*EXERCISE TASKS*:
#1 For each statement, answer yes or no according to the passage on Benedict IX, and quote the words of the passage that decide it. (a) Benedict's brother Gregory ruled Rome as senator of the Romans. (b) The Trasteverines turned against Benedict during the revolt. (c) John of the Sabina became pope as Sylvester III without paying anyone.
#2 Continue the passage on Benedict IX from its last sentence, keeping its voice and subject.

*PASSAGE TO READ*:
• • • • •
Henry III, the son and successor of Conrad, was young, vigorous, and God-fearing; a noble prince called, like Charles and Otto the Great, to restore Rome, to deliver it from tyrants, and to reform the almost annihilated Church. For the papacy had been still further dishonored by Benedict IX. It seemed as if a demon from hell, in the disguise of a priest, occupied the chair of Peter and profaned the sacred mysteries of religion by his insolent courses.

Benedict IX, restored in 1038, protected by his brother Gregory, who ruled the city as senator of the Romans, led unchecked the life of a Turkish sultan in the palace of the Lateran. He and his family filled Rome with robbery and murder; all lawful conditions had ceased. Toward the end of 1044, or in the beginning of the following year, the populace at length rose in furious revolt; the Pope fled, but his vassals defended the Leonina against the attacks of the Romans. The Trasteverines remained faithful to Benedict, and he summoned friends and adherents; Count Gerard of Galeria advanced with a numerous body of horse to the Saxon gate and repulsed the Romans. An earthquake added to the horrors in the revolted city. The ancient chronicle which relates these events does not tell us whether Trastevere was taken by assault after a three-days' struggle, but merely relates that the Romans unanimously renounced Benedict, and elected Bishop John of the Sabina to the papacy as Sylvester III. John also owed his elevation to the gold with which he bribed the rebels and their leader, Girardo de Saxo. This powerful Roman had first promised his daughter in marriage to the Pope, and afterward refused her; for the Pope had not hesitated, in all seriousness, to sue for the hand of a Roman lady, a relative of his own. Her father lured him on with the hope of winning her, but required that Benedict should in the first place resign the tiara.
• • • • •
*ENTRIES*:

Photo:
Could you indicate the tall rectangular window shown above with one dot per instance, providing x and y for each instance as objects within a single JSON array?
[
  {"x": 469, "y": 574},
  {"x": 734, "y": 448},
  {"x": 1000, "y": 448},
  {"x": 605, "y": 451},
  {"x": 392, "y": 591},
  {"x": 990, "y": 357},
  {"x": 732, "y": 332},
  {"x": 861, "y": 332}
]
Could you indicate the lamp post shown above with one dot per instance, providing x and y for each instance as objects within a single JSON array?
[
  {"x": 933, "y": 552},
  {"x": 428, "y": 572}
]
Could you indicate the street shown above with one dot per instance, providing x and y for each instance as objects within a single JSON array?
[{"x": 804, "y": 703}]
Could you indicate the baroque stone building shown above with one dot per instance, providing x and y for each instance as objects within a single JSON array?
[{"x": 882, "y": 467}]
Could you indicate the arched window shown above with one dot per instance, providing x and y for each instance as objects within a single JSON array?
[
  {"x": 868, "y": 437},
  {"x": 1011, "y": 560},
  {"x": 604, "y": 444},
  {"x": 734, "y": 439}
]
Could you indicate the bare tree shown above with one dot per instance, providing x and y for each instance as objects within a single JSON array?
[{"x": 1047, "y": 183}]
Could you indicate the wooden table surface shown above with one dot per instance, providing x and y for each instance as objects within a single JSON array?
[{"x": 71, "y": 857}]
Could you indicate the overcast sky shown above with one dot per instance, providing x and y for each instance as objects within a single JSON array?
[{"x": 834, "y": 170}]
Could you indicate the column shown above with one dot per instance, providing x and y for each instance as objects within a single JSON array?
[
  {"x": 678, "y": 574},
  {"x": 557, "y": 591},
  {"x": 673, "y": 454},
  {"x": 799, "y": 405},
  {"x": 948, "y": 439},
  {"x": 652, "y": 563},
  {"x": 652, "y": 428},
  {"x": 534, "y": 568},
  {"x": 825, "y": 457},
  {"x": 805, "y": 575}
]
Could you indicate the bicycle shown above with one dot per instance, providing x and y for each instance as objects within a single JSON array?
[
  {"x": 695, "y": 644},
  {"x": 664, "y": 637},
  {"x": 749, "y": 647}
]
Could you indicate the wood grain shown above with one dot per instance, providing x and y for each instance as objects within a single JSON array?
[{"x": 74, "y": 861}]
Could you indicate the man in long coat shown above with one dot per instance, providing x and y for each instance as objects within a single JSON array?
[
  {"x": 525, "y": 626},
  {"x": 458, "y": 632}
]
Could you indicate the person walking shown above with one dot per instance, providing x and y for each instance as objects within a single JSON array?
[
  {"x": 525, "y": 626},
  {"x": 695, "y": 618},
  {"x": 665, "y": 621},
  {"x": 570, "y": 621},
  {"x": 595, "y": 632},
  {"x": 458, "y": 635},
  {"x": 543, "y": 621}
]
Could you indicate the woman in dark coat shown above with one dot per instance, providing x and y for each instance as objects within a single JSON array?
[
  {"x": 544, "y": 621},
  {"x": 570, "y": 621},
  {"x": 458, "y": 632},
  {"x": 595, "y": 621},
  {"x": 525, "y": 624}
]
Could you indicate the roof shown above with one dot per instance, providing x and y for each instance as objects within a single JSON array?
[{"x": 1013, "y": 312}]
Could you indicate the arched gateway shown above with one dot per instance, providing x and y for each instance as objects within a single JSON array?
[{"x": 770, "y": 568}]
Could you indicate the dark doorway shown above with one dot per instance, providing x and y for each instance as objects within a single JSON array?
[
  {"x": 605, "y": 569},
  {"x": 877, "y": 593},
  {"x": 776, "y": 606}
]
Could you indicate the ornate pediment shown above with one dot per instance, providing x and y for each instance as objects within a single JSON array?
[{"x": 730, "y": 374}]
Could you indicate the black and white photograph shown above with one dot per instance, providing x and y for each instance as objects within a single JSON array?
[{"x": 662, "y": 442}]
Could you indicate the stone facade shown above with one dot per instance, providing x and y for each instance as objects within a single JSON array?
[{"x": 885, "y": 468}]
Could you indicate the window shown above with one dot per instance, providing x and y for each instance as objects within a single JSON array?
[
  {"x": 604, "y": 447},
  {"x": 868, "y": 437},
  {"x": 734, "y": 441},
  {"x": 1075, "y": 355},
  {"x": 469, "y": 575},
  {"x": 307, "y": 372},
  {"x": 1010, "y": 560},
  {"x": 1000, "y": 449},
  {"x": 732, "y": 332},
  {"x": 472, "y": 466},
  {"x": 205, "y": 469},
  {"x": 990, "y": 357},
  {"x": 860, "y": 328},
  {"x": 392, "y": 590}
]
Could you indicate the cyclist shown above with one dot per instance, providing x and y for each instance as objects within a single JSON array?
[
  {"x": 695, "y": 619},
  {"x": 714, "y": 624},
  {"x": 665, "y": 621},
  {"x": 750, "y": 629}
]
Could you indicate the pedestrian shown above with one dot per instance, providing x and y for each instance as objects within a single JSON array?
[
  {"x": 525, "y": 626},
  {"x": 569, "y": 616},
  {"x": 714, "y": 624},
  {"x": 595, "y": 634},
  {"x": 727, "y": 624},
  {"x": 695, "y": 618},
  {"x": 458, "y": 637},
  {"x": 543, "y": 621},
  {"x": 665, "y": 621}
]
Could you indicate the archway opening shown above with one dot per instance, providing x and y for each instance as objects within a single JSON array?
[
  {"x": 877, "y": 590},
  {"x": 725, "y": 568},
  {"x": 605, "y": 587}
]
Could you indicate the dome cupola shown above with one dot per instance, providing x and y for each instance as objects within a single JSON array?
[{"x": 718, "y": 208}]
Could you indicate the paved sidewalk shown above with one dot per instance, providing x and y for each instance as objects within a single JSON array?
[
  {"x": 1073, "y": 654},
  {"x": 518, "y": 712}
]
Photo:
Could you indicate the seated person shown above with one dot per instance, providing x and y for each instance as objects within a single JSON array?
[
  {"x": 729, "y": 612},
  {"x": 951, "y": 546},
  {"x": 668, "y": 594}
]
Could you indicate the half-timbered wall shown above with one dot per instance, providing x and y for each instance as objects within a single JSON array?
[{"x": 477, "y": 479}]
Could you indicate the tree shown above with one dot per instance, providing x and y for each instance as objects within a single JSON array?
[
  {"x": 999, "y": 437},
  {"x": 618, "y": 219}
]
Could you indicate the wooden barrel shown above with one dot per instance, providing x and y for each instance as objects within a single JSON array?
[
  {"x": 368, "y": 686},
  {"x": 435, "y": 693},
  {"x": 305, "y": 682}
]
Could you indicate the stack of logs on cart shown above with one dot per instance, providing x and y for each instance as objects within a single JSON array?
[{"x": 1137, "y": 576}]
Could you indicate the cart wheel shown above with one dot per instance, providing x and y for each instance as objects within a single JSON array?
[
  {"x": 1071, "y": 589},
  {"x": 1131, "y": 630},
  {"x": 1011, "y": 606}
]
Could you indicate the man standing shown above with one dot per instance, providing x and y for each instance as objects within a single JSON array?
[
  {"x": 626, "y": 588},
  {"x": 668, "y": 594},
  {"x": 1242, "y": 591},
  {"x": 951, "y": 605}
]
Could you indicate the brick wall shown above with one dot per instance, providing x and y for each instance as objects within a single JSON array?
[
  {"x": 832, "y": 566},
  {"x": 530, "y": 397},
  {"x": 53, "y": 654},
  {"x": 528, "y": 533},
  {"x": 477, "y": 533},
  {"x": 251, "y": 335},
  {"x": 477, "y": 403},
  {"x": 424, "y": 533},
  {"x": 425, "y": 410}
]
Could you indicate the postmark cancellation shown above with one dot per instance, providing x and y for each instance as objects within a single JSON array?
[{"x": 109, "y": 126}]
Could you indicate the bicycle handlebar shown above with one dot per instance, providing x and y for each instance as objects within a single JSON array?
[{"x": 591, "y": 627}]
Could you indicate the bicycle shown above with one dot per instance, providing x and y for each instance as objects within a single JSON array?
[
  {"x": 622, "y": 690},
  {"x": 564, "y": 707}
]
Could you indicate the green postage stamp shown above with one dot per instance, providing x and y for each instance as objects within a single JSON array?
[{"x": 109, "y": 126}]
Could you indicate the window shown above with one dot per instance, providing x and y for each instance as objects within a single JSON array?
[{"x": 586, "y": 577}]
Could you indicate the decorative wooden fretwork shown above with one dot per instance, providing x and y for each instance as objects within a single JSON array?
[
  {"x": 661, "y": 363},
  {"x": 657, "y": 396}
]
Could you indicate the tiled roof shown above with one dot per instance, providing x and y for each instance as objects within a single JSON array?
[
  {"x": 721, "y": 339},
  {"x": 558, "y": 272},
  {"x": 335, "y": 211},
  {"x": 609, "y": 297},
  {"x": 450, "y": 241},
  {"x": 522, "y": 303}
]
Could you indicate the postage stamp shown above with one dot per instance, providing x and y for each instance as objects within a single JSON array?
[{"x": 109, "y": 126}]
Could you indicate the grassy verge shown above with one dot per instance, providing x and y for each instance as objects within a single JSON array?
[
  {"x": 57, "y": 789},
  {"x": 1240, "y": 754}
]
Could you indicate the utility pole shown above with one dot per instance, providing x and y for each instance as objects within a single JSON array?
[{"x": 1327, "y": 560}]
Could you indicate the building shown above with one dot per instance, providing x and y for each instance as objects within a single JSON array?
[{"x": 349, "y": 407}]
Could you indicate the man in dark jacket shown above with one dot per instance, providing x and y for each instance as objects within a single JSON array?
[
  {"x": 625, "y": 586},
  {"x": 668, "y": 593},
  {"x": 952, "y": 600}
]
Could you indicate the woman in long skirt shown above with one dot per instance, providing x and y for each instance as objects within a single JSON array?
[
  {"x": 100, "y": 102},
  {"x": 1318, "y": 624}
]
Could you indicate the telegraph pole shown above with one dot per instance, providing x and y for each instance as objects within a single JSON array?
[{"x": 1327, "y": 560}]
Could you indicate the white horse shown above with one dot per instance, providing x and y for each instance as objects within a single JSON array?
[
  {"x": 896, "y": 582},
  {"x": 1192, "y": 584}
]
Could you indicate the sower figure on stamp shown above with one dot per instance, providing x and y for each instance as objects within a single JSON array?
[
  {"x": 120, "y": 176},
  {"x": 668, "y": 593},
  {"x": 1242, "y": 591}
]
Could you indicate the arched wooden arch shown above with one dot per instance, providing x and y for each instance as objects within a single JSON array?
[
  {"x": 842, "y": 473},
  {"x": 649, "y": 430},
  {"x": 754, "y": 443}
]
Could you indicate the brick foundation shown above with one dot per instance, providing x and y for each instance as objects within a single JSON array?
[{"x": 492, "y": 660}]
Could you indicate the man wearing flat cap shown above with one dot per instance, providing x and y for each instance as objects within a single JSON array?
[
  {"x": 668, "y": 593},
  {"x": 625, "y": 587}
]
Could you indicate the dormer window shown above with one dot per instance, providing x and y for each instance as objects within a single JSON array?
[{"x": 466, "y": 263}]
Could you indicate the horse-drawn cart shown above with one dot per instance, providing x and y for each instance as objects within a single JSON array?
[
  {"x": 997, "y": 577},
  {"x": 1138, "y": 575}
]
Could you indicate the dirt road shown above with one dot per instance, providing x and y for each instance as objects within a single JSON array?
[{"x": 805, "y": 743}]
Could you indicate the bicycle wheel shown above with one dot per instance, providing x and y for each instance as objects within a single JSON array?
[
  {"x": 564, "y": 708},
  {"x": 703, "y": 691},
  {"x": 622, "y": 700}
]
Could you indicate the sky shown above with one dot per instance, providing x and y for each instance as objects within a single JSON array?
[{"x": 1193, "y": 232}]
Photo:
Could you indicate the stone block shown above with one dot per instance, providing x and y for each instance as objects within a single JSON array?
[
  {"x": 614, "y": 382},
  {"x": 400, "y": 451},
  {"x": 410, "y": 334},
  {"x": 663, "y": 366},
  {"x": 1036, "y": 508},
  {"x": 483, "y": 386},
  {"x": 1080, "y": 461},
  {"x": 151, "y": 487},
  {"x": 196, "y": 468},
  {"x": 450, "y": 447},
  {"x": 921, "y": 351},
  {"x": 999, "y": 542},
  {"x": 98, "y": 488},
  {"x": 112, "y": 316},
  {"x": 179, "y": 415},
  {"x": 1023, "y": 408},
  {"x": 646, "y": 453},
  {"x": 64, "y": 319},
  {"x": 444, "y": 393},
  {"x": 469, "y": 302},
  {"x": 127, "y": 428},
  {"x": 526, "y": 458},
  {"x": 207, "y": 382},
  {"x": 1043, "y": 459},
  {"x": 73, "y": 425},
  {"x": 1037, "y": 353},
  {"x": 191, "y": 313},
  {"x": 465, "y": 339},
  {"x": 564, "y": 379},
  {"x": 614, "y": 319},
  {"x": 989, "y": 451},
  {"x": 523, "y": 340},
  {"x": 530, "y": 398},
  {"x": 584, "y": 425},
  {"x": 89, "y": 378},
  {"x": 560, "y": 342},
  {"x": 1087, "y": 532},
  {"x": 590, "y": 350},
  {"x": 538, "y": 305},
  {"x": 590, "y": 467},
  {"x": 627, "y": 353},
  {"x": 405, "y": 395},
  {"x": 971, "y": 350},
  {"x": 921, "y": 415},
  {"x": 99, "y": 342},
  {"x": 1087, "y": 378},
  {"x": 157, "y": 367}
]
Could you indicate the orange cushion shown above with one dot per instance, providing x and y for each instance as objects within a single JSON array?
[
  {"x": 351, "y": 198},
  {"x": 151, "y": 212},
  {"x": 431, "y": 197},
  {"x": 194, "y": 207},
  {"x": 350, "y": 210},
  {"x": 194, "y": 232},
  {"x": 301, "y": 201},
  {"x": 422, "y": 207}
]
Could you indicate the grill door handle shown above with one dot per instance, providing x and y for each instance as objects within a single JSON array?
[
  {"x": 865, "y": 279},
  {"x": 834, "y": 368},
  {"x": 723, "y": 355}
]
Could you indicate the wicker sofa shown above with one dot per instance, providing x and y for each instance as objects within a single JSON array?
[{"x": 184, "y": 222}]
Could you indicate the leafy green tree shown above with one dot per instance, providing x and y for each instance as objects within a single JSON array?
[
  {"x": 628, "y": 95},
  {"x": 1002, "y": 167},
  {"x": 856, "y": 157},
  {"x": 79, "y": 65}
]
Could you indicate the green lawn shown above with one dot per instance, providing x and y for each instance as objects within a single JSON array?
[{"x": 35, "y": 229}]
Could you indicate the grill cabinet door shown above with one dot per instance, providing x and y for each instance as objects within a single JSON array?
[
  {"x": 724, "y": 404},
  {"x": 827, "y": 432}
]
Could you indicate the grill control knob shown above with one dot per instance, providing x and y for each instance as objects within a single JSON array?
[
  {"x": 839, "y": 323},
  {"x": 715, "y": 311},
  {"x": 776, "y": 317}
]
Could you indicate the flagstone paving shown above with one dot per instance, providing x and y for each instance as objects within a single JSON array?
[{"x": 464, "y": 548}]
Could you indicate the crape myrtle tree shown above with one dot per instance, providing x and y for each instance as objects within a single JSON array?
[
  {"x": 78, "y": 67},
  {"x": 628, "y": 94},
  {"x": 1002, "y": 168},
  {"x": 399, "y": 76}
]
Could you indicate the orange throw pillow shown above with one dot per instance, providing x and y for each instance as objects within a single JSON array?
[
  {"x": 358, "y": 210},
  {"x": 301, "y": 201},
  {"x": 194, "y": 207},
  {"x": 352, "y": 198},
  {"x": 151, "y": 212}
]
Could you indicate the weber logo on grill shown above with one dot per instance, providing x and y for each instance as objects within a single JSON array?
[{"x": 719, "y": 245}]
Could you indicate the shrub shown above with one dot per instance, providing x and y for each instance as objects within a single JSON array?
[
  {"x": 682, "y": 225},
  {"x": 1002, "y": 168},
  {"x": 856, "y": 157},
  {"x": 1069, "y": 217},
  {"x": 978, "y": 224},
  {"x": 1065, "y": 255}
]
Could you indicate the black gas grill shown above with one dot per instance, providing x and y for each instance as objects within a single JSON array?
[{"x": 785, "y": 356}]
• • • • •
*PER-TASK ANSWERS*:
#1
(a) Yes: "protected by his brother Gregory, who ruled the city as senator of the Romans"
(b) No: "The Trasteverines remained faithful to Benedict"
(c) No: "John also owed his elevation to the gold with which he bribed the rebels and their leader, Girardo de Saxo."

#2
The Pope, burning with passion, consented and fulfilled his promise during the revolt of the Romans. He was mastered by the demon of sensuality; it was reported by the superstitious that he associated with devils in the woods and attracted women by means of spells. It was asserted that books of magic, with which he had conjured demons, had been found in the Lateran. His banishment meanwhile aroused the haughty spirit of his house, and anger at Gerard's treacherous conduct proved a further incentive to revenge. His numerous adherents still held St. Angelo, and his gold acquired him new friends. After a forty-nine days' reign, Sylvester III was driven from the apostolic chair, which the Tusculan reascended in March, 1045.

Benedict now ruled for some time in Rome, while Sylvester III found safety either within some fortified monument in the city or in some Sabine fortress, and continued to call himself pope. A beneficent darkness veils the horrors of this year. Hated by the Romans, insecure on his throne, in constant terror of the renewal of the revolution, Benedict eventually found himself obliged to abdicate. The abbot Bartholomew of Grotta Ferrata urged him to the step, but he unblushingly sold the papacy for money like a piece of merchandise. In exchange for a considerable income, that is to say, for the revenue of "Peter's pence" from England, he made over his papal dignities by a formal contract to John Gratianus, a rich archpriest of the Church of St. John at the Latin gate, on May 1, 1045.

Could the holiest office in Christendom be more deeply outraged than by a sale such as this? And yet so general was the traffic in ecclesiastical dignities throughout the world that when a pope finally sold the chair of Peter the scandal did not strike society as specially heinous.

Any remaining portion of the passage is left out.